John F. Kennedy

Ask Not What Your Data Can Do For You

While attending and speaking at the TDWI Strategy Summit recently, I got to chatting over lunch with a couple data and analytics luminaries I’ve known for years: Professor Hugh Ryan (University of Georgia, Terry College of Business), and Marie Clark (GE Entrepreneur in Residence, and founder of Ambient Intelligence). We were noting how quick many organizations are to hand the keys to BI tools over to business professionals without them having a sufficient appreciation of the data itself. And in a moment of clumsily adapted political nostalgia, I blurted “Ask not what your data can do for you, ask what you can do for your data.” We had a quick laugh, then got down to outlining what this means.

Our contention is that business professionals can do themselves and their organization’s data a great service by better curating, understanding, managing, and preparing their data before attempting any kind of analysis. It’s often been said that you can’t manage what you don’t measure. And it follows that you can’t monetize well what you’re not managing well. Nowhere is this more evident than in today’s data landscape.

Curating Data

Business leaders are desperate to generate more economic value from the information assets available to them. This means that they shouldn’t just focus on their own data, but those available externally. So first, do your data a favor by identifying external/alternative data assets that may enhance or be an improvement upon the value of those you already have. This may be in the form of enhanced customer data from any variety of data broker, competitor pricing data harvested from their websites, social media insights to augment your own customer support/feedback data, or global economic indicators to enhance your own forecast data. Unfortunately, in a room of about 100 data and analytics leaders I presented to at the event, not one person acknowledged that their organization has anyone dedicated to identifying and arranging access to external data sources. Yet each of their organizations has an entire department dedicated to procuring office furniture or other material assets.

---

TASK DESCRIPTION: Copy the essay on doing right by your data word for word, from "John F. Kennedy" to "what this means.".

---

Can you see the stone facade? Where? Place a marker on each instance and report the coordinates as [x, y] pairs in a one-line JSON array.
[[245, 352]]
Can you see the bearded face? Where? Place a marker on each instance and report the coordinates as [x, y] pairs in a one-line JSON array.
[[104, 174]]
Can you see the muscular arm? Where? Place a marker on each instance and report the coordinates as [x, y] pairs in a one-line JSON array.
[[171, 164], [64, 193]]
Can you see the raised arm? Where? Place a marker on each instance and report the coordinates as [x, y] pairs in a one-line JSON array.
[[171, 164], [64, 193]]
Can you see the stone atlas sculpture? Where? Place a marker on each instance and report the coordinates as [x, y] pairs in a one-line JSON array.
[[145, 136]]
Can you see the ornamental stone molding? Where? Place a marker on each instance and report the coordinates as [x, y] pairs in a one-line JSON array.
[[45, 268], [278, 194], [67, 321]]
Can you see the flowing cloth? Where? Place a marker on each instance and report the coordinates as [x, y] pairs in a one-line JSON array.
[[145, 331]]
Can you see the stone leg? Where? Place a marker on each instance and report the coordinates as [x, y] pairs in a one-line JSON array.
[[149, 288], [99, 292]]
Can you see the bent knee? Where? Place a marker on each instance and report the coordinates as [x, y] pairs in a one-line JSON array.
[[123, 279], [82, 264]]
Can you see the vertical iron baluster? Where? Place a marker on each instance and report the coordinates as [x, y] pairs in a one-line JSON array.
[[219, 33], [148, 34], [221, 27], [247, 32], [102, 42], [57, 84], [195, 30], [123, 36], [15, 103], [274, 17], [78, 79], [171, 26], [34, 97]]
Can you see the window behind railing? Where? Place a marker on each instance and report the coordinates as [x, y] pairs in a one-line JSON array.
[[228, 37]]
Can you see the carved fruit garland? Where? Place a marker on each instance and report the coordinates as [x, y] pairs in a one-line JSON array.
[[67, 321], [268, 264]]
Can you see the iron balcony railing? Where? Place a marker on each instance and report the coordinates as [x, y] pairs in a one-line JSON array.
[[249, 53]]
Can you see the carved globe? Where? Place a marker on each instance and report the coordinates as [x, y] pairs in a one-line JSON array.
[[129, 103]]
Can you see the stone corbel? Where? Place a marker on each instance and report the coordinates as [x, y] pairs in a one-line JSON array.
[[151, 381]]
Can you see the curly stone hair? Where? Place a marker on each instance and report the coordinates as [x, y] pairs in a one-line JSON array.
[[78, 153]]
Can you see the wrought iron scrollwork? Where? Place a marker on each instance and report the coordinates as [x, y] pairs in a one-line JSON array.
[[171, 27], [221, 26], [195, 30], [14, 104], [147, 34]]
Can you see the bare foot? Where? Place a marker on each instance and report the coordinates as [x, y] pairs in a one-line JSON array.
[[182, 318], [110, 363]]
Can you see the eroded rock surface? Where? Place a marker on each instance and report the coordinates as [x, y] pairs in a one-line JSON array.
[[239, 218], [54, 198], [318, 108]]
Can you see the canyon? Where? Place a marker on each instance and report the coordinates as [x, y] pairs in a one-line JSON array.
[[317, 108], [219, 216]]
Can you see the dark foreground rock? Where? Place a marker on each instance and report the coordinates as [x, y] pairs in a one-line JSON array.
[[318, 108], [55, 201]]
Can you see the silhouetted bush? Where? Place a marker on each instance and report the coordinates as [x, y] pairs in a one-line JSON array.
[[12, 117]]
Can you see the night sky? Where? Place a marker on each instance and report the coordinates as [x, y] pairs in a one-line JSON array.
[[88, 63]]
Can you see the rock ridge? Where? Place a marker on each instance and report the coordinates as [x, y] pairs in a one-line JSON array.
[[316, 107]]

---

COMPLETED TASK:
John F. Kennedy

Ask Not What Your Data Can Do For You

While attending and speaking at the TDWI Strategy Summit recently, I got to chatting over lunch with a couple data and analytics luminaries I’ve known for years: Professor Hugh Ryan (University of Georgia, Terry College of Business), and Marie Clark (GE Entrepreneur in Residence, and founder of Ambient Intelligence). We were noting how quick many organizations are to hand the keys to BI tools over to business professionals without them having a sufficient appreciation of the data itself. And in a moment of clumsily adapted political nostalgia, I blurted “Ask not what your data can do for you, ask what you can do for your data.” We had a quick laugh, then got down to outlining what this means.